*Dokumentabschnitt:*
# Crysis Remastered: NVIDIA’s VKRay Vulkan extension



## ZockerCompanion (18. September 2020)

Hi,

ich könnte etwas Hilfe gebrauchen.
Laut Webseite (https://www.crytek.com/news/crysis-remastered-out-now-for-pc-playstation-4-and-xbox-one) soll Crysis Remastered auf dem PC zum Launch NVIDIA's VKRay Vulkan Extension unterstützen für Hardware-Raytracing (DLSS zum späteren Zeitpunkt).
Da ich eine RTX Karte habe, möchte ich natürlich gerne diesen Vorteil nutzen (und nicht das Software-Raytracing).
Aber ich kann nirgendswo in den Optionen was finden, wo ich das einstellen kann. Hab ich den Satz missverstanden und es ist noch nicht draußen? Muss ich noch was extra Runterladen? Oder bin ich einfach zu Blöd um die Option zu finden 

Schon mal vielen Dank für die Mühe 


Btw. NVIDIA RTX 2060 mit aktuellem Treiber ( 456.38 )

*Deine Anweisungen:* Setze den Forenthread zu Crysis Remastered und NVIDIAs VKRay-Erweiterung im Anschluss an seinen letzten Satz fort.

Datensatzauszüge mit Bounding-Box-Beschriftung
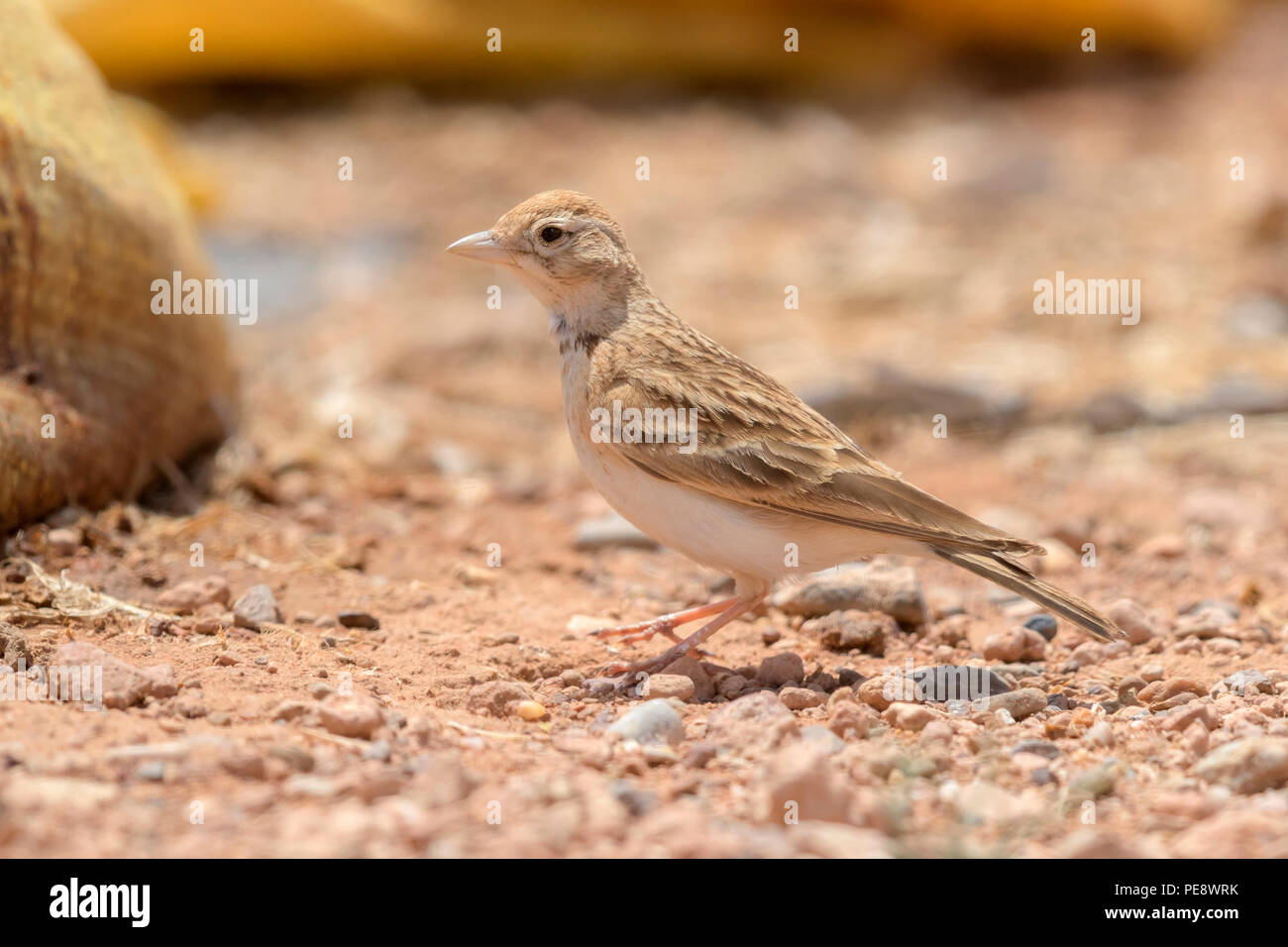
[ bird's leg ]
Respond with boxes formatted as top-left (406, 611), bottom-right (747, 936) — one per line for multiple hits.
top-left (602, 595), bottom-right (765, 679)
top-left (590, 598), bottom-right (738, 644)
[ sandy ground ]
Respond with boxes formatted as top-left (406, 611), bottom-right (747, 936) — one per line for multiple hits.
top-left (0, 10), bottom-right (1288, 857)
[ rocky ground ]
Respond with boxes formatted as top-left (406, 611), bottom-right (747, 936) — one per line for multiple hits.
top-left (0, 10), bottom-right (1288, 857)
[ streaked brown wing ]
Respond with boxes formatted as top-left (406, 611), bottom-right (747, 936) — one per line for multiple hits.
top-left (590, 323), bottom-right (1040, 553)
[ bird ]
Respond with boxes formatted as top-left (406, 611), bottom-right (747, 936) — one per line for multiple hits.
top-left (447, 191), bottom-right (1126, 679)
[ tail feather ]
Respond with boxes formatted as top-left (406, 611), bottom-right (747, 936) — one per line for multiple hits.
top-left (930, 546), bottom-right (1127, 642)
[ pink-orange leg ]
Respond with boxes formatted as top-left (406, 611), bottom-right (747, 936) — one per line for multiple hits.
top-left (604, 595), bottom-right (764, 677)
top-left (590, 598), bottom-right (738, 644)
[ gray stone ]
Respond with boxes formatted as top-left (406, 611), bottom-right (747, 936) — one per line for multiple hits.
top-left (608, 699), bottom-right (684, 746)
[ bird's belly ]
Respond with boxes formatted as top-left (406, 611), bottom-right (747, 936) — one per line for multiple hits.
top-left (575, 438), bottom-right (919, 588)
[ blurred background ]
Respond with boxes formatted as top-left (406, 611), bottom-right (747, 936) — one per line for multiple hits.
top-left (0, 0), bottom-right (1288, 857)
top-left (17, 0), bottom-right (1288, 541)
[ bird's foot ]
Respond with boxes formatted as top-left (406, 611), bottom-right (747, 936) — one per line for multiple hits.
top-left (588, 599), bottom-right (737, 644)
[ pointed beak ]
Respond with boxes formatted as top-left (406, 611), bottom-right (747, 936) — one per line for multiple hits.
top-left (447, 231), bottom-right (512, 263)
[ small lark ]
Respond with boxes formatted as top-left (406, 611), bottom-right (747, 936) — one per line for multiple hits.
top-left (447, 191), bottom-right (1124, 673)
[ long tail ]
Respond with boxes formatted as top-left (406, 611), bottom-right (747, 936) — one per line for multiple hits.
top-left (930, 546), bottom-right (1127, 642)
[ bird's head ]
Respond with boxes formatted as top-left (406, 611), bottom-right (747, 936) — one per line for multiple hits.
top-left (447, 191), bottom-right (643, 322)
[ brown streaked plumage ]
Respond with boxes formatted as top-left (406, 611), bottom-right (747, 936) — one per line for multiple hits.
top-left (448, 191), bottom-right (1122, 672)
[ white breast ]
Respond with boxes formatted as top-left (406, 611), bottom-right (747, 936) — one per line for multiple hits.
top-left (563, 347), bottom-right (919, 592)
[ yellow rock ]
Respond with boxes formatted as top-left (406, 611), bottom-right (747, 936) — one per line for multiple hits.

*Antwort zur Aufgabe:*
Zitat von der Webseite: Additionally, Crysis Remastered supports hardware-based ray tracing using NVIDIA’s VKRay Vulkan extension *on launch* and NVIDIA® DLSS technology will be added soon, for NVIDIA® GeForce® RTX GPU.


Edit: Ah, das Spiel soll automatisch erkennen, wenn eine RTX Grafikkarte verbaut ist und Raytracing dann darüber laufen lassen.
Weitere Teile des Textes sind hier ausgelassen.